TASK INSTRUCTIONS:
1 > In the passage on the DOL's ERISA fiduciary proposal, rewrite the part that opens with the words containing "On October 31, 2023, the" and closes with "of such advice.", replacing "stringent" with "strict".
2 > Answer these questions from the passage on the DOL's ERISA fiduciary proposal:
(a) On what date did the DOL release its proposed amendments?
(b) Which section of the Internal Revenue Code does the passage name alongside ERISA?
(c) Under the fifth part of the current test, the advice must be individualized based on what?
3 > Carry on the passage on the DOL's ERISA fiduciary proposal from the point where it stops.

SUPPLIED PASSAGE:
---

On October 31, 2023, the U.S. Department of Labor (DOL) released proposed amendments to the regulations under Section 3(21) of the Employee Retirement Income Security Act of 1974 (ERISA) to the definition of an “investment advice fiduciary” as well as to certain related prohibited transaction class exemptions (collectively, the Proposal). The Proposal is the latest in over a decade of efforts by the DOL to increase the scope of activities and relationships that make a person a fiduciary under ERISA and Section 4975 of the Internal Revenue Code (Code). The amendments would subject more advisers to the stringent fiduciary standards under ERISA with respect to plans subject to the act, and to the prohibited transaction rules under ERISA and Section 4975 of the Code, including with respect to receipt of compensation as a result of such advice.
The Five-Part Test
Currently, DOL regulations apply a five-part test in determining who is an investment advice fiduciary, which provides that a person is a fiduciary only if: (1) they render advice as to the value of securities or other property, or make recommendations as to the advisability of investing in, purchasing or selling securities or other property (2) on a regular basis (3) pursuant to a mutual agreement, arrangement or understanding with the plan or a plan fiduciary, (4) the advice serves as a primary basis for investment decisions with respect to plan assets and (5) the advice is individualized based on the particular needs of the plan.

---

INFORMATION GIVEN:
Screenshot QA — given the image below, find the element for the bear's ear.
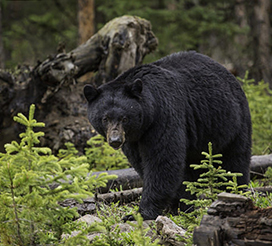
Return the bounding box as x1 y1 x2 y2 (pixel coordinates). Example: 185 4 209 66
84 85 98 102
125 79 143 99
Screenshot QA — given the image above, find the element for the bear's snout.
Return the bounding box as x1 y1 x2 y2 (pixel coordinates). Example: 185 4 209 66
107 129 125 149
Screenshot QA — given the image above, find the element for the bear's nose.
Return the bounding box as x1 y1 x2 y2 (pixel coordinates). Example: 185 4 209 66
108 131 123 149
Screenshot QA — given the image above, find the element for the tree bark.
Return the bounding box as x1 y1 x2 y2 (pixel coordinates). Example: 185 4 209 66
249 0 272 89
0 16 158 153
193 193 272 246
0 3 5 69
78 0 95 44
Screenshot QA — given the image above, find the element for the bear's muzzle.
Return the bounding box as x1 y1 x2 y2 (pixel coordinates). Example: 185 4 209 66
107 125 125 149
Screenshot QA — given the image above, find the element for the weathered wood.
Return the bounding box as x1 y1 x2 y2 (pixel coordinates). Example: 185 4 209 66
60 188 142 215
0 16 158 153
193 193 272 246
92 168 143 193
87 155 272 193
250 154 272 176
37 15 158 84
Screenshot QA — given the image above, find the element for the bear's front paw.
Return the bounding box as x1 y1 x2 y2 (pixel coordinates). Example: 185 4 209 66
122 214 135 222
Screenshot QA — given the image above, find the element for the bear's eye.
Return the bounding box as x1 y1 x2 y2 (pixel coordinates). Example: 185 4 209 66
102 116 108 123
122 117 128 123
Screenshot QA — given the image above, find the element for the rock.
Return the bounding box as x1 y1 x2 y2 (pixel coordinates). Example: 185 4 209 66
155 216 186 246
193 193 272 246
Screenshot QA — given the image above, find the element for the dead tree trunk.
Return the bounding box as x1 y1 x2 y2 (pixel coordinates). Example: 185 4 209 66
193 193 272 246
0 16 158 152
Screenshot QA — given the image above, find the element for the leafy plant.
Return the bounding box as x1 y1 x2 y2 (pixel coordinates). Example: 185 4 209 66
85 135 129 171
0 105 115 245
238 71 272 155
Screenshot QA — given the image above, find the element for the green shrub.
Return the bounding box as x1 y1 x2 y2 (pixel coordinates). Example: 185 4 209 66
0 105 115 245
238 72 272 155
172 143 247 245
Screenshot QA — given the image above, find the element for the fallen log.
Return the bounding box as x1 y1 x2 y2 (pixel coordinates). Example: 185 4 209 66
250 154 272 176
92 168 143 194
193 193 272 246
60 188 142 215
0 16 158 153
88 155 272 193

---

ANSWERS TO THE TASKS:
1 >
On October 31, 2023, the U.S. Department of Labor (DOL) released proposed amendments to the regulations under Section 3(21) of the Employee Retirement Income Security Act of 1974 (ERISA) to the definition of an “investment advice fiduciary” as well as to certain related prohibited transaction class exemptions (collectively, the Proposal). The Proposal is the latest in over a decade of efforts by the DOL to increase the scope of activities and relationships that make a person a fiduciary under ERISA and Section 4975 of the Internal Revenue Code (Code). The amendments would subject more advisers to the strict fiduciary standards under ERISA with respect to plans subject to the act, and to the prohibited transaction rules under ERISA and Section 4975 of the Code, including with respect to receipt of compensation as a result of such advice.

2 >
(a) October 31, 2023
(b) Section 4975
(c) The particular needs of the plan

3 >
The Proposed Standard
The Proposal provides that a person would be an investment advice fiduciary under Title I and Title II of ERISA if they provide investment advice or make an investment recommendation to a “retirement investor” (a plan, plan fiduciary, plan participant or beneficiary; IRA, IRA owner or beneficiary; or IRA fiduciary) for a fee or other compensation, direct or indirect, and:
A. the person either directly or indirectly (e.g., through or together with any affiliate) has discretionary authority or control, whether or not pursuant to an agreement, arrangement or understanding, with respect to purchasing or selling securities or other investment property for the retirement investor;
B. the person either directly or indirectly (e.g., through or together with any affiliate) makes investment recommendations to investors on a regular basis as part of their business and the recommendation is provided under circumstances indicating that it is based on the particular needs or individual circumstances of the retirement investor and may be relied upon by the investor as a basis for investment decisions that are in their best interest; and
C. the person making the recommendation represents or acknowledges that they are acting as a fiduciary when making investment recommendations.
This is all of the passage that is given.